> [Document passage]:
Many folks look to take various prompts and test the LLMs against the outputs while looking at some local measure of accuracy or something similar. For instance, Kabir et al. (2023), recently popular on Twitter, looks at “correctness”, among other qualities. That is all fine and well, if some determination of a mapping between prompts-to-outputs and pre-determined (or post hoc calculated) answers supports some understanding, for their purposes, about the capabilities of the technical systems in question.
I’m generally more interested in how the broader sociotechnical system (the human or organization using the tool) performs: how do people perceive and perform-on or perform-with the outputs?1 This connects with my dissertation research into the seemingly successful search practices of data engineers. I did not look at how perfect queries gave data engineers perfect search results or how they filtered results to extract out only accurate ones, but how they used web search to inch towards addressing their problems. This included evaluating results in multiple paths (where the value of results to them was neither binary nor dependent on some abstracted notion of ‘accuracy’).2
See, for instance, this line from Simon Willison (in a TIL write-up of his about his use of GPT-4 to help him write a small tool)3:
That wasn’t exactly what I needed, but it was very easy to edit that into the final program.
So, to me there is a big difference between evaluating atomic text (even “systematic” evaluations) & evaluating how various people might take it up within their particular situation.
This connects strongly with Mulligan and my use of “results-of-search” (Mulligan & Griffin, 2018) to distinguish the raw “search results” from how people perceive and use them. Lurie & Mulligan (2021) take up that idea in their analysis of Google’s search results for queries meant to identify congressional representatives. They do not focus on mere inaccuracy (though one could!) but on whether the search results are likely to mislead.

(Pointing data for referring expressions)

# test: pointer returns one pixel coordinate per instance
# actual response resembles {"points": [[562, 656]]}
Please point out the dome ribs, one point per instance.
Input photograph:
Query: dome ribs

---

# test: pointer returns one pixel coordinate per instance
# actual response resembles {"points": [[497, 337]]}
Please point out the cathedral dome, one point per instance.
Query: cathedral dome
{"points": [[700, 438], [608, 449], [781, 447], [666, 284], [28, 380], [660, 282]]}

> [Task description]: Carry on the essay about evaluating how people use LLM outputs, starting right after its final paragraph.

> [Result of this exercise]:
See “Reminders” and mentions of “contexts-of-use” at these pages to see how I have discussed evaluating results as an external observer, looking at factors as wide as “reading ease”, “quality of advice” (distinct from providing concrete and singular answers), and not being misleading:
You could evaluate on the basis of factors other than accuracy. Liu et al. (2023) look at “verifiability”:
A prerequisite trait of a trustworthy generative search engine is verifiability, that is, each generated statement about the external world should be fully supported by a set of in-line citations, and each provided citation should support its associated statement. Verifiability enables readers to easily check that any generated statement is supported by its cited source. [internal footnotes omitted; emphasis in original]
Or, perhaps, relevance. I have not yet seen it applied narrowly to generative search4? But “relevance” also stands distinct from accuracy (and draws on the recognition that many questions do not have lend themselves to responses graded by accuracy)—thought it introduces many problems of its own. One particular examination of relevance in search results is that of “societal relevance” (Sundin et al., 2021). This moves around, aside, or above narrow “contexts-of-use” (and user intent) and appears related to the efforts to shape outputs through Reinforcement Learning from Human Feedback or Constitutional AI, among others (many of the questions raised by Sundin et al. (in § 5. IDEAS FOR FUTURE RESEARCH) are applicable here).
As I was preparing to share my a toothpick, a bowl of pudding, a full glass of water, and a marshmallow post, I was reflecting on these differences.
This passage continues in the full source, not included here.